WHAT IS BEING ASKED: From the entries below, give back each line that contains the word "rise".

-- begin RECORDS FOR THE TASK --

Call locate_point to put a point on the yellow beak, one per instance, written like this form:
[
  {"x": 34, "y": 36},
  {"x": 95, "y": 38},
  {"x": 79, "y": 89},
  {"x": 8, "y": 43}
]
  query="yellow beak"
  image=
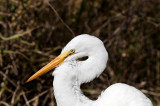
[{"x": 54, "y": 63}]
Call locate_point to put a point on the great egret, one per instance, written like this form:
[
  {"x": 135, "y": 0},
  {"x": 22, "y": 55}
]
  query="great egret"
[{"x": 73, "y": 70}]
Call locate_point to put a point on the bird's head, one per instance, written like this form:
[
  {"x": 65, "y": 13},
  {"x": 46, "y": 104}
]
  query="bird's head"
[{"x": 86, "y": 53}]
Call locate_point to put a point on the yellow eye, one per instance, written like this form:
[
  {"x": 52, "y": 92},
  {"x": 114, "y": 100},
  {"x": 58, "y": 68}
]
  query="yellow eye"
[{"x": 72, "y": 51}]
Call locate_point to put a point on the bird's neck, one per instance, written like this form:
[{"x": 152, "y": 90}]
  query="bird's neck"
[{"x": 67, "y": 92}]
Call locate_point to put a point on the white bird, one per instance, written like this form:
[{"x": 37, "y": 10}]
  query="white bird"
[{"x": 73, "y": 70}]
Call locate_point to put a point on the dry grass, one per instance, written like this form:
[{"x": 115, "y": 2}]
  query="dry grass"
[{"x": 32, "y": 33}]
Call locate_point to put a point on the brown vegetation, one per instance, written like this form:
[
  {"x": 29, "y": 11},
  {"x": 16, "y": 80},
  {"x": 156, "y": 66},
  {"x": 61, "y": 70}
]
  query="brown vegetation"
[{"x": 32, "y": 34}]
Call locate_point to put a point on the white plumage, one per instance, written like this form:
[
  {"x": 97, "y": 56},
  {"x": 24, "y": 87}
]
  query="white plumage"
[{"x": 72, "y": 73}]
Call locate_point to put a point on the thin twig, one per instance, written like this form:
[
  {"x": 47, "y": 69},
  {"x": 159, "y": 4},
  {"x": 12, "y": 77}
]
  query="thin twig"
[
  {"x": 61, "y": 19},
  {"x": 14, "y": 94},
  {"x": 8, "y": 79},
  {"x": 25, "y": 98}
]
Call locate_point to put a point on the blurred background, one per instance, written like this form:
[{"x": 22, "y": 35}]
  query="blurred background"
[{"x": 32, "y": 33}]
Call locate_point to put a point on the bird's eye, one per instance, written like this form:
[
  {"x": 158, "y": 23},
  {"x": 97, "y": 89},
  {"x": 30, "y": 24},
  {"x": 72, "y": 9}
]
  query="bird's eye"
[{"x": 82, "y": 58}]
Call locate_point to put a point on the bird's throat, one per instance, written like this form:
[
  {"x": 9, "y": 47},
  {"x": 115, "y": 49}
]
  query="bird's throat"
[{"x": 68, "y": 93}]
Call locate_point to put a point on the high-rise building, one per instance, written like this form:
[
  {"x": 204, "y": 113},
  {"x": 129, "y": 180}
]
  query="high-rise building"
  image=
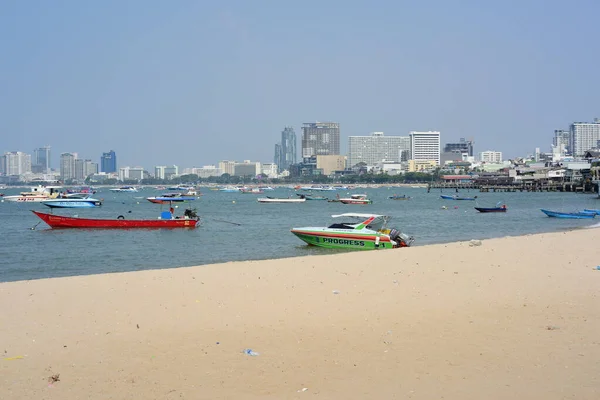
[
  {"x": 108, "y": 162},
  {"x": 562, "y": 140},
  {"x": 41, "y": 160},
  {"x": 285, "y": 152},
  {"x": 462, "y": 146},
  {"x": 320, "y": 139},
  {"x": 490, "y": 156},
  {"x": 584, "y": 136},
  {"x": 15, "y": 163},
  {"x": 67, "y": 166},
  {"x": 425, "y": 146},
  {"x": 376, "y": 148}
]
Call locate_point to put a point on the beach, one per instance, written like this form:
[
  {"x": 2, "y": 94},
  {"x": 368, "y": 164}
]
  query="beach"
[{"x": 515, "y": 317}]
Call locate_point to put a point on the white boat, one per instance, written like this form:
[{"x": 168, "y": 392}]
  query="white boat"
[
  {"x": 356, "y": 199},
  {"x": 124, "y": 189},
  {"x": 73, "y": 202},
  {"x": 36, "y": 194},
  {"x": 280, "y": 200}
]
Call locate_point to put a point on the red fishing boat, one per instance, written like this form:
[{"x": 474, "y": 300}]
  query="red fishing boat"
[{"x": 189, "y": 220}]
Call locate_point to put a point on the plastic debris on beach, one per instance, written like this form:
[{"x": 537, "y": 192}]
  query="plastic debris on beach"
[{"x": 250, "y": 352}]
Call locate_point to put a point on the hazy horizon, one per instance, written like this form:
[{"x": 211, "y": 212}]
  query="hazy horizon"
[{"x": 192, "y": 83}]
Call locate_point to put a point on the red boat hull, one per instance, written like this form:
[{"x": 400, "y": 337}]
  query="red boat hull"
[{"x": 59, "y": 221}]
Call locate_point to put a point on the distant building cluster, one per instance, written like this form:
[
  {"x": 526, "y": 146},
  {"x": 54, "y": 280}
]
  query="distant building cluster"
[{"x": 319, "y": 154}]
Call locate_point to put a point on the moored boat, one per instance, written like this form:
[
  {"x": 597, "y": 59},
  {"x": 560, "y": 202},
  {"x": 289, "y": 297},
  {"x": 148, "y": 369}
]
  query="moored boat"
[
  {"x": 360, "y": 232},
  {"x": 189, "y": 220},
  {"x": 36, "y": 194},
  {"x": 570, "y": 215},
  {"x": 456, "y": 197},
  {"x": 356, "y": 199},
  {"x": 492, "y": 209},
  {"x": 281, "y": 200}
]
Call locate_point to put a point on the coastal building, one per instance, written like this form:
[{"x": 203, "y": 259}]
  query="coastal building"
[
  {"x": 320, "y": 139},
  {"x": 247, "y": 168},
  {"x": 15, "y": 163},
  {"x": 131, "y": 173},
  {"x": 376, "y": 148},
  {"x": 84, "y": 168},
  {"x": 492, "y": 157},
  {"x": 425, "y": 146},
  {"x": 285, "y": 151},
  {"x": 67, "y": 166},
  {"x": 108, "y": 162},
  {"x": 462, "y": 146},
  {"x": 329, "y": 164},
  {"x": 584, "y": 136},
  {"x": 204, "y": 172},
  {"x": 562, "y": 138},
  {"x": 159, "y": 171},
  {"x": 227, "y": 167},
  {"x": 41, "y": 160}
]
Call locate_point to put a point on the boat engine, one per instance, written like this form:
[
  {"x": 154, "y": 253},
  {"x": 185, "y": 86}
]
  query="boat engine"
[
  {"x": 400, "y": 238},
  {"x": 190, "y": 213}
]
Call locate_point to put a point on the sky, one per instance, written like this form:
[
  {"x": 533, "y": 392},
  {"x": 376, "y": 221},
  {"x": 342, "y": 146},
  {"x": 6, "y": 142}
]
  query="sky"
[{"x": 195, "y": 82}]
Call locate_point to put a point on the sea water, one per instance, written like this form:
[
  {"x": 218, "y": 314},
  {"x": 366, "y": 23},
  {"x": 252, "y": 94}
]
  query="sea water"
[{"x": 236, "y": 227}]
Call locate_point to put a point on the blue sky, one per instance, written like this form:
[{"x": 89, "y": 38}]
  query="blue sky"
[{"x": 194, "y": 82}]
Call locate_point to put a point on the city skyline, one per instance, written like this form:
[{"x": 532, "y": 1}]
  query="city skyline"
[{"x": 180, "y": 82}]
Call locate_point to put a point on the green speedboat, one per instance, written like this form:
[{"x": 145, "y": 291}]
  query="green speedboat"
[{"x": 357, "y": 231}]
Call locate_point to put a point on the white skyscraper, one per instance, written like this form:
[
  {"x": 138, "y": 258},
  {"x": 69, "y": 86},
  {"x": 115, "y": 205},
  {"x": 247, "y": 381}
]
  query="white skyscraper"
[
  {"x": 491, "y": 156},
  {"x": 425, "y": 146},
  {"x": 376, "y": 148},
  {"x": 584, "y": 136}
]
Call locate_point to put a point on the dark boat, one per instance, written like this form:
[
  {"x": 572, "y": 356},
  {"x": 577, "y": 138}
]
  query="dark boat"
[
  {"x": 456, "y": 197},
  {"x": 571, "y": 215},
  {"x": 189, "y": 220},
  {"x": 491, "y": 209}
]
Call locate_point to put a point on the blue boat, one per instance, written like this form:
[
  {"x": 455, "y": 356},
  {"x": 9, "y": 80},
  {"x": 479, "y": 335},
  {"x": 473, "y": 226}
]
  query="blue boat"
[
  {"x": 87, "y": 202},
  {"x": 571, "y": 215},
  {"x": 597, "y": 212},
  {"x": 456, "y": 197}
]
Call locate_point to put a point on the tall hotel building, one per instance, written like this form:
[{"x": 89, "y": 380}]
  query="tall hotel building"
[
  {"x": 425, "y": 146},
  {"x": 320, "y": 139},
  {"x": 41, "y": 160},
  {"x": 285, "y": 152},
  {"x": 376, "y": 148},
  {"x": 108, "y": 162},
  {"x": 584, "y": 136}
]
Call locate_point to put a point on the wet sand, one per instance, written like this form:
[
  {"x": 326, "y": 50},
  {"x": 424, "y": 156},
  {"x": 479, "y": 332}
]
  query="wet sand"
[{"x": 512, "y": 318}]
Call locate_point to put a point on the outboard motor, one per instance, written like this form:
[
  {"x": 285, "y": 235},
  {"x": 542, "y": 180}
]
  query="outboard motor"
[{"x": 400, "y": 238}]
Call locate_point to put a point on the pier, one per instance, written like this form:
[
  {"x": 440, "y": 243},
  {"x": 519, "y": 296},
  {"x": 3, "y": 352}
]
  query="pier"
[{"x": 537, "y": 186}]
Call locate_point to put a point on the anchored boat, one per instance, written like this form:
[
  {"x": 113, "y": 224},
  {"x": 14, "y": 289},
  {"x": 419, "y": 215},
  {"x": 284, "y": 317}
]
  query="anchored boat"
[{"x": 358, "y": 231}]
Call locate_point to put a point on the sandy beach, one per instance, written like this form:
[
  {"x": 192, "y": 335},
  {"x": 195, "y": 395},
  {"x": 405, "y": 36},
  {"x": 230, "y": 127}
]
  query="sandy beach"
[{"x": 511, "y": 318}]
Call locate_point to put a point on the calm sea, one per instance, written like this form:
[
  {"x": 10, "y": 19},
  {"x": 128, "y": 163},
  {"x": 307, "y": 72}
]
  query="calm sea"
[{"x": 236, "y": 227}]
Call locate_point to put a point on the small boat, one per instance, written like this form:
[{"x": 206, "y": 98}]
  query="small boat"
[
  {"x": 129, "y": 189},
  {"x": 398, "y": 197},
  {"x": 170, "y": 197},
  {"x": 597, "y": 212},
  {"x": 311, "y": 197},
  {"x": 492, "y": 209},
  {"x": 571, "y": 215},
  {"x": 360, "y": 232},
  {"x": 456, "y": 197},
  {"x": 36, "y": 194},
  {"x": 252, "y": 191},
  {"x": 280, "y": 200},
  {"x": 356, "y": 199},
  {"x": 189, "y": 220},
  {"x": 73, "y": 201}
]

-- end RECORDS FOR THE TASK --
-- begin RECORDS FOR THE TASK --

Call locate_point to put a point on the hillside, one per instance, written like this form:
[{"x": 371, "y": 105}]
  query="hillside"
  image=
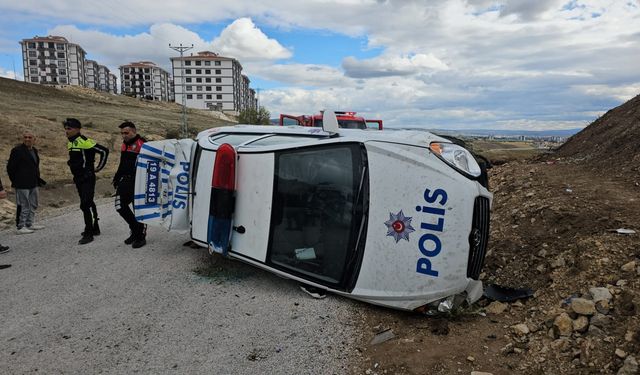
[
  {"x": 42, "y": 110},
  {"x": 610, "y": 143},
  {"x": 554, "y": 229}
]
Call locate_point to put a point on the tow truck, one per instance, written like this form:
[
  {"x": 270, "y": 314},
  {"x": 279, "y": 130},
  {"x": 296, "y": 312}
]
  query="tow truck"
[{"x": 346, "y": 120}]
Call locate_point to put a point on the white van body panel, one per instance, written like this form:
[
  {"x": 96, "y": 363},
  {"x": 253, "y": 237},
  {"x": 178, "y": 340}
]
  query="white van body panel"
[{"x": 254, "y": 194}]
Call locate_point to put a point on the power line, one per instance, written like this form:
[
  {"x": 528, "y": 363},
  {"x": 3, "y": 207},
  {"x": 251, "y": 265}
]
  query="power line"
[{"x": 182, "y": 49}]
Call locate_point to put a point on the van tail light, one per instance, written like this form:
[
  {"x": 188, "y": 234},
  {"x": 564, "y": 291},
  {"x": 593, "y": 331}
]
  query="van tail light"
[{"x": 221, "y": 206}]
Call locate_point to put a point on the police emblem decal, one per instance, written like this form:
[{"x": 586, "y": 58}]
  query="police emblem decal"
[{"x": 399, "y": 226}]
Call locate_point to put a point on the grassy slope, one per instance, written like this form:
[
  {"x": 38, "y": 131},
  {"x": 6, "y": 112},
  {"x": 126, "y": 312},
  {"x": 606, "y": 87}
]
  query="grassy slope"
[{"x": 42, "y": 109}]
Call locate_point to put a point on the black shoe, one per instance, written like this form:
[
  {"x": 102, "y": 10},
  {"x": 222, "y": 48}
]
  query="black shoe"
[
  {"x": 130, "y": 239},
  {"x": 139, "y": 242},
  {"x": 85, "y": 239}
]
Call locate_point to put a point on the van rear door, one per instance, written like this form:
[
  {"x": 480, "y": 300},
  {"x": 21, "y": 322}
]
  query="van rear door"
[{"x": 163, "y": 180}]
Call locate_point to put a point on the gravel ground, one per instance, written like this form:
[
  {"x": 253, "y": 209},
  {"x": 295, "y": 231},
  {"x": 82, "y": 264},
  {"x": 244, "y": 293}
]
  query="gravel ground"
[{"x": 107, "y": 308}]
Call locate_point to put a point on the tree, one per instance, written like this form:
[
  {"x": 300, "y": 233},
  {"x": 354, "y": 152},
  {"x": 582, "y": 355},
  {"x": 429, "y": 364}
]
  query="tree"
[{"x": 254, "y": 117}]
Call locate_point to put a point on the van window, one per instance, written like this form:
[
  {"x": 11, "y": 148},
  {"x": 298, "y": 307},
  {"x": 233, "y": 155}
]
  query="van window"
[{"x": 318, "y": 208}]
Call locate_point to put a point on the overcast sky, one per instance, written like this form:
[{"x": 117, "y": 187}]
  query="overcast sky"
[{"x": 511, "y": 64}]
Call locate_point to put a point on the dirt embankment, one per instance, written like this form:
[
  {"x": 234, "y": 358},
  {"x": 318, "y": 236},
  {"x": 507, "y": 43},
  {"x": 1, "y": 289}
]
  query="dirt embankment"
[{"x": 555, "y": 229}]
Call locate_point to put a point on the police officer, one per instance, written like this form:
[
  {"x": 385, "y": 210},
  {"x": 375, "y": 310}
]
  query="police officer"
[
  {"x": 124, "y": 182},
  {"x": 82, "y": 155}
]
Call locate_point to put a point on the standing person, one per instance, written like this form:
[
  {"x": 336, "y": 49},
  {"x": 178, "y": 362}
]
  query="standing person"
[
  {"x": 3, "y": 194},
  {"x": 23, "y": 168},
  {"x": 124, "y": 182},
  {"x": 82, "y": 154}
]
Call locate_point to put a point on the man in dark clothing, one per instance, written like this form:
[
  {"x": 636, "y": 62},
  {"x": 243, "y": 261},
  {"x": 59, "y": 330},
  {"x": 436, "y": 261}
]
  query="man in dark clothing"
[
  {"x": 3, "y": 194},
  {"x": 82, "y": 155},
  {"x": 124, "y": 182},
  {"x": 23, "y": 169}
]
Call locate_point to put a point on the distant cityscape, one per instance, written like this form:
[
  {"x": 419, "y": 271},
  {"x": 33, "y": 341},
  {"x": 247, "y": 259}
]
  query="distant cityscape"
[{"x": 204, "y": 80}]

-- end RECORDS FOR THE TASK --

THE ANSWER:
Call locate_point to put a point on the high-rise building, one per instance, written like this form:
  query="high-rise building"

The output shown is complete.